(Entries taken from a collection)
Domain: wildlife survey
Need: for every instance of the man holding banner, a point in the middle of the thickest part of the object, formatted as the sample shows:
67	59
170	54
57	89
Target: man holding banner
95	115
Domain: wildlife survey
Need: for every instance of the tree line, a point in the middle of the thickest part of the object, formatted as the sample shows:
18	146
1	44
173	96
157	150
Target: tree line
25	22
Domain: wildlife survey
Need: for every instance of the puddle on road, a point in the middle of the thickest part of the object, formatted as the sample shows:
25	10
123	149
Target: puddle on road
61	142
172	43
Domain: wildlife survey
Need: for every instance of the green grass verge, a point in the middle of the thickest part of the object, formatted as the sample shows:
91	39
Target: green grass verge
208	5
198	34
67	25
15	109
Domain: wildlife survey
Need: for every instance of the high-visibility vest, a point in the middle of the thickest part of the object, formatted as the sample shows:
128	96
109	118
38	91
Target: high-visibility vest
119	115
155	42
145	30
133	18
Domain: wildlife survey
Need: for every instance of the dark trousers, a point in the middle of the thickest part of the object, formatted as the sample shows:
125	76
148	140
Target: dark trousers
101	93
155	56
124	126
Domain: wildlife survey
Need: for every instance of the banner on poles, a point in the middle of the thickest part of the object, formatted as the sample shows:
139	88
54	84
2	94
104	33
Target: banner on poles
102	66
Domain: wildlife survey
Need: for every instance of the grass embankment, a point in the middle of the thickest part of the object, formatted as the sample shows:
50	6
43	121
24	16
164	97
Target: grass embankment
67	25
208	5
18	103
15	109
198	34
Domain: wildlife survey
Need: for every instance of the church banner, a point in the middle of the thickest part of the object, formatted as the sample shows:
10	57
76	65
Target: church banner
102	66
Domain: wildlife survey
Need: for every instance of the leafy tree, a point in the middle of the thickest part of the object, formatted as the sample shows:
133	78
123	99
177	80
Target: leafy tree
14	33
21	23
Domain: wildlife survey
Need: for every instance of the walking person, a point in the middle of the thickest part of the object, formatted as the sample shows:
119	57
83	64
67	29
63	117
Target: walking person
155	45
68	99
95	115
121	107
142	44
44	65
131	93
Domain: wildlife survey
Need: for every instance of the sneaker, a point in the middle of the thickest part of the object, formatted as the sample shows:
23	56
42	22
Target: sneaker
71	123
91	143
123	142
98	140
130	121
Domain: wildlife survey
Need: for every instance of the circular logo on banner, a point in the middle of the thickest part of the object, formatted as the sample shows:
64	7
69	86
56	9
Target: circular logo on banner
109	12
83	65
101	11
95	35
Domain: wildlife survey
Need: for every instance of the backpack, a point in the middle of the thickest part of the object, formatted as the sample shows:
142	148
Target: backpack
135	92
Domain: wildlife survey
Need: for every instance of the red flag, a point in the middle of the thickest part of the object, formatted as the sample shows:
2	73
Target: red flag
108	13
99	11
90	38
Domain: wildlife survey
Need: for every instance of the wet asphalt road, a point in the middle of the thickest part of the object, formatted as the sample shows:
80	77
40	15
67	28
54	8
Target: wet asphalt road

Instructions for the task:
Copy all the records above precisely.

Complete answer:
Domain: wildlife survey
Need: for every instance of the man holding banner, a point in the middle of the thickest part of the object, formatted as the sample shows:
67	59
170	54
57	89
Target: man holding banner
95	115
Domain: wildlife survey
Need: for every instance of the tree line, a point in the middle of the thickest part of the object, formatted as the sample shows:
18	146
1	44
173	96
157	150
Target: tree line
25	22
Domain: wildlife survey
Need: for every instance of the puddle on road, a point in the middle of the thickest part of the object, formatted as the sample shows:
25	10
123	149
Target: puddle on road
61	142
172	43
Domain: wildlife survey
Need: for every instance of the green grass verge, a point in the middle of the thickest part of the object, formatted as the sample shows:
91	39
Target: green grass verge
208	5
198	34
67	25
15	109
Domain: wildlife survey
Need: for every instance of the high-visibility vest, a point in the middle of the thickest part of the object, formatted as the sample shows:
128	96
109	118
38	91
Target: high-visibility vest
119	115
155	42
145	30
133	18
Domain: wildlife survey
Need: for every instance of the dark trousers, a point in the middle of the thickest part of the object, formatted as the sample shows:
125	76
148	140
Target: dark trousers
101	93
155	56
124	126
Domain: wildlife survey
Need: for every instance of the banner on poles, a point in the middle of the thickest part of the object, formatted as the sample shows:
139	88
54	84
2	94
104	33
Target: banner on poles
102	66
Domain: wildlife survey
Need: for every instance of the grass embankment, a point in the middle of the thickest part of the object, formatted as the sample shows:
50	6
43	121
24	16
164	97
Target: grass embankment
67	25
208	5
18	103
15	109
198	34
Domain: wildlife survey
Need: for every instance of the church banner, a point in the middle of the thickest part of the object, formatted as the sample shows:
10	57
76	65
Target: church banner
102	66
Domain: wildlife survey
Need: for every instance of the leafy tree, a point in the middle of the thickest part of the object, formatted as the sample shows:
133	78
123	99
177	80
Target: leafy tree
14	33
21	23
Domain: wildlife survey
Need: for every instance of the walking person, a point in the middle of the thickest part of the object, formatted as the sample shows:
119	57
83	64
67	29
63	117
Target: walking person
155	45
68	99
95	115
121	107
142	44
44	65
131	93
Domain: wildlife survey
Need: for every instance of the sneaker, a point in the middle of the thickest part of the object, formatted as the sample shows:
23	56
42	22
Target: sneaker
71	123
91	143
123	142
98	140
130	121
Domain: wildlife survey
Need: for every instance of the circular logo on banner, a point in the middle of the thickest part of the object, formatted as the sample shows:
64	7
69	86
56	9
Target: circular logo on banner
109	12
83	65
101	11
95	35
Domain: wildlife survey
Need: for every instance of the backpack, a point in the middle of the thickest part of the object, formatted as the sample shows:
142	148
Target: backpack
135	92
Domain: wildlife survey
Need: for every instance of the red flag, a point in the middle of the thickest part of the object, formatted as the sample shows:
2	73
Target: red flag
108	13
99	11
90	38
Domain: wildlife survey
Need: for every instance of the wet asphalt road, a point in the middle of the thickest part of the object, formatted as the sample shows:
80	77
40	15
67	28
54	8
Target: wet asphalt road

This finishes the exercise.